Your instructions.
Would you output the entries below only from the line containing "formatted like [273,192]." through the line containing "formatted like [221,23].", exactly as they stand and with both ends included?

(Data records)
Content starts

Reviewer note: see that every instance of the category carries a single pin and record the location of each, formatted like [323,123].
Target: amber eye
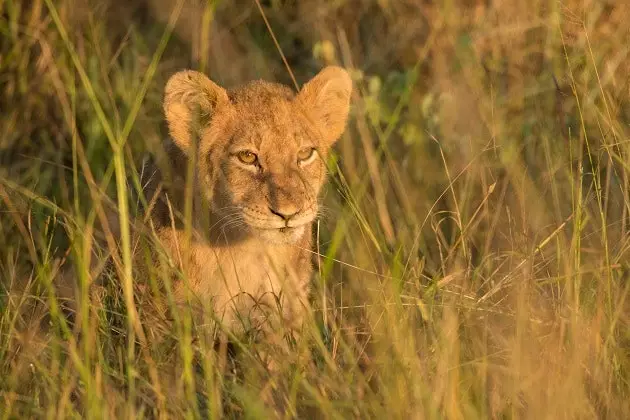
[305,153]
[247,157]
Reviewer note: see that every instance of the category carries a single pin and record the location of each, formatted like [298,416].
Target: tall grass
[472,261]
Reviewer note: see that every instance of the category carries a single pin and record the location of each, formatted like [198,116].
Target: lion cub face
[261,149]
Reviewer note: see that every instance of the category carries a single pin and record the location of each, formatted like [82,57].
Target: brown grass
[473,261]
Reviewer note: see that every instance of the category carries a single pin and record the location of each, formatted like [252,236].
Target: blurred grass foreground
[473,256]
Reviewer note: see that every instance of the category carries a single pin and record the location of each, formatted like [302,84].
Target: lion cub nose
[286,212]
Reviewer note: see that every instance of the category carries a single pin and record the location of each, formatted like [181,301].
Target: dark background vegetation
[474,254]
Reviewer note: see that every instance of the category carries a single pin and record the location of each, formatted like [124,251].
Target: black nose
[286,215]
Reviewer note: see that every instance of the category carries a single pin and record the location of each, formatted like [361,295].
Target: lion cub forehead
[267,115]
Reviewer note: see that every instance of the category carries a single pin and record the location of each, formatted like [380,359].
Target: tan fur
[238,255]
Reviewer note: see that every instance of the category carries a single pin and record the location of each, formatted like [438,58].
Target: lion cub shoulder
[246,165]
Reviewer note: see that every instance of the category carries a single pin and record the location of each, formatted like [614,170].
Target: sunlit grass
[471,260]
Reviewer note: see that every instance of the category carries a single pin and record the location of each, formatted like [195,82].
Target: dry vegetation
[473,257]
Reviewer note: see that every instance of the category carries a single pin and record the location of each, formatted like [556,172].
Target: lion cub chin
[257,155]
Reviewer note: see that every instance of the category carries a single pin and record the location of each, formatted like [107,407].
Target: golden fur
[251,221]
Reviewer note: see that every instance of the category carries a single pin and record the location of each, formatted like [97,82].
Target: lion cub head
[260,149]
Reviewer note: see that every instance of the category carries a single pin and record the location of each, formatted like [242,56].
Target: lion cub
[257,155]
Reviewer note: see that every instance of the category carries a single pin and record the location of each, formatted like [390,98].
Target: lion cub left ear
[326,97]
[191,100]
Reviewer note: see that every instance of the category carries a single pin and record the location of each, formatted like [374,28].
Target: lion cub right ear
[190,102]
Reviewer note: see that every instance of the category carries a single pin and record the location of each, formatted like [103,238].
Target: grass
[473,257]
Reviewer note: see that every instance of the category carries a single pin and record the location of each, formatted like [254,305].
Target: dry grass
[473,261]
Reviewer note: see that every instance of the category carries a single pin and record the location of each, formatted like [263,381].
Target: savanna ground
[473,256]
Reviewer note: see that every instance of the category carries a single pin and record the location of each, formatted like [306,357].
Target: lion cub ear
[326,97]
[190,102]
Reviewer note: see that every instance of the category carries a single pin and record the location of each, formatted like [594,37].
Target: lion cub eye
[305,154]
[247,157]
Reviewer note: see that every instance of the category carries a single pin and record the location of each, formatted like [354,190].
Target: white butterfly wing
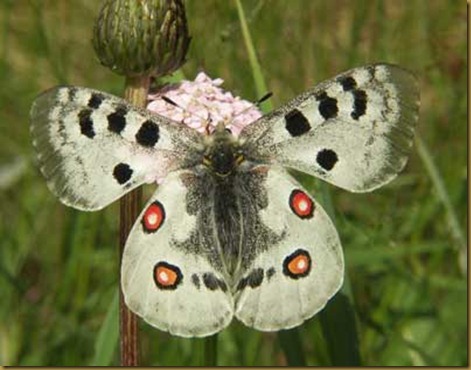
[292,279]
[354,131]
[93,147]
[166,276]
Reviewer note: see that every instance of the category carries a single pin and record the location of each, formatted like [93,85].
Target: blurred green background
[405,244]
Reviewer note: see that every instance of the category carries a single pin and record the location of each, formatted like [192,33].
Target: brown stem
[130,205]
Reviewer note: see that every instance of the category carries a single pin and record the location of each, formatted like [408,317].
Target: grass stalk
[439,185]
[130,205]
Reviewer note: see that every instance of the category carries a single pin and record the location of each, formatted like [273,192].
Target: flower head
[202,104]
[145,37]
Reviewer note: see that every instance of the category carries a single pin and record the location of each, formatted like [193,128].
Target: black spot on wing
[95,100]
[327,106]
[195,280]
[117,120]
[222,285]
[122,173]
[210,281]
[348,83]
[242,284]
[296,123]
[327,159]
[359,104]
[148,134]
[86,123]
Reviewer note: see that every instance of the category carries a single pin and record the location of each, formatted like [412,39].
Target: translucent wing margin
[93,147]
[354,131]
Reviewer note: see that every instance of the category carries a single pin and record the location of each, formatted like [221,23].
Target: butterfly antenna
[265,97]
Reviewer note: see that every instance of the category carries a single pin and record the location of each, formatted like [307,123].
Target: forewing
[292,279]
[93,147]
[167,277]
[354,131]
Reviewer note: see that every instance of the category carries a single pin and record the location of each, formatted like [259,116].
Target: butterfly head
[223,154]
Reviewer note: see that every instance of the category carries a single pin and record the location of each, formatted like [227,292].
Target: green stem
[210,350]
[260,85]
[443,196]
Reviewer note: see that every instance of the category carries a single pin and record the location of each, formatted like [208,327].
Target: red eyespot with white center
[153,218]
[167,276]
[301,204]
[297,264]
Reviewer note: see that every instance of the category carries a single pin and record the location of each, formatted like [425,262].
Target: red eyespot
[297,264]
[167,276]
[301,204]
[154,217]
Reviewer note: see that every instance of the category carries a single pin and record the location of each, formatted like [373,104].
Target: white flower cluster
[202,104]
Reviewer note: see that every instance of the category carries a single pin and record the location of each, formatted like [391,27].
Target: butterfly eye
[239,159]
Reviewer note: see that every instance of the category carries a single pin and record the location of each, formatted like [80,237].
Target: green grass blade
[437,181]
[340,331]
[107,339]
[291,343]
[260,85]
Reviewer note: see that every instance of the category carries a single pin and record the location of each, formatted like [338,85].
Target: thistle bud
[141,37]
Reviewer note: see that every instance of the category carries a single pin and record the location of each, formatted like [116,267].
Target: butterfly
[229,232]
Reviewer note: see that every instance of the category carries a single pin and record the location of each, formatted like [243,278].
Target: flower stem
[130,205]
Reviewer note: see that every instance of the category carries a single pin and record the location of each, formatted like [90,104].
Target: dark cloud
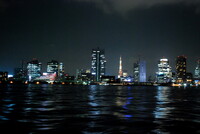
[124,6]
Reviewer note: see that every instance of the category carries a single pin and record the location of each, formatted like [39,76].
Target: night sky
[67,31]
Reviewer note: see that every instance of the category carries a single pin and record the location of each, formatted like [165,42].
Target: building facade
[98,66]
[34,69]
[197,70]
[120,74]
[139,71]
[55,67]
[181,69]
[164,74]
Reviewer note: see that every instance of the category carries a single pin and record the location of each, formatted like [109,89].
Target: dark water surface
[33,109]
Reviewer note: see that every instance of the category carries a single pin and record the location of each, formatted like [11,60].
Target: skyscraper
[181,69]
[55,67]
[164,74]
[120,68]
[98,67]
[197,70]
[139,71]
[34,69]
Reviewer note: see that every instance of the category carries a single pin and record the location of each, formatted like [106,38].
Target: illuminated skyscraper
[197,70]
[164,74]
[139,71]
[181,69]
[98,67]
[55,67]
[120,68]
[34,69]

Content ends

Result.
Reviewer note: see that every instance of the category carries a single pin and record the location of each, formatted like [273,192].
Target: flower head
[202,104]
[145,37]
Reviewer note: see that every instance of the category carries a single pin and record the location of each, formatted like [193,128].
Target: black spot on wing
[95,100]
[327,106]
[195,280]
[117,120]
[222,285]
[122,173]
[210,281]
[348,83]
[242,284]
[296,123]
[327,159]
[359,104]
[148,134]
[86,123]
Reviewer note: see that every instance of the category carries a single pin and record the location of each, formatted like [412,39].
Target: translucent wing margin
[93,147]
[354,131]
Reviewer note: see that every instance of the category carries a single pin and record the location of each, formatted like [221,23].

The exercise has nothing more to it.